◆ Set exercise 1
In the excerpt about Wang Guangya, what brand of cigarettes did he chain-smoke during the conversation?
◆ Set exercise 2
From the excerpt about Wang Guangya, return the passage starting with "Wang Guangya, at" and going on through "speak at length.".

◆ Source excerpt

Wang Guangya, at 56, is a senior member of a new generation of Chinese diplomats vastly more sophisticated and better educated than the party ideologues of old. His English is quite good, and he so relishes speaking to the U.N. press corps that he sometimes keeps answering questions even as he edges away from the pack while graciously thanking the reporters. Still, he doesn’t often attend diplomatic functions, and the occasional dinner in his Trump Tower apartment is normally limited to Asian diplomats. Earlier this summer, I became the first Western reporter to whom he agreed to speak at length.

Wang greeted me in a cheerless reception room in the Chinese mission and invited me to sit parallel to him, as though we were a pair of notables at a reviewing stand. (I took a corner chair instead.) The embassy spokesman and a political counselor seated themselves at a respectful distance across the room. At first the ambassador dutifully recited China’s history at the U.N. But once we got on subjects that exercised him, like Japan’s bid for Security Council membership, he dispensed with the abstractions and assumed the forthright and confident manner that seems natural to him. Throughout our conversation, Wang chain-smoked Chinese cigarettes — Zhonghuas — a habit that had turned his teeth slightly brown.

◆ Data provided

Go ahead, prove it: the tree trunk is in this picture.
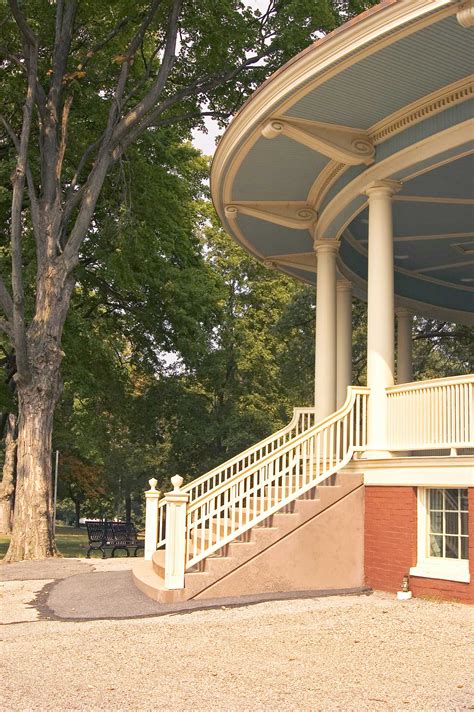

◆ Exercise response 1
Zhonghuas, a Chinese brand.

◆ Exercise response 2
Wang Guangya, at 56, is a senior member of a new generation of Chinese diplomats vastly more sophisticated and better educated than the party ideologues of old. His English is quite good, and he so relishes speaking to the U.N. press corps that he sometimes keeps answering questions even as he edges away from the pack while graciously thanking the reporters. Still, he doesn’t often attend diplomatic functions, and the occasional dinner in his Trump Tower apartment is normally limited to Asian diplomats. Earlier this summer, I became the first Western reporter to whom he agreed to speak at length.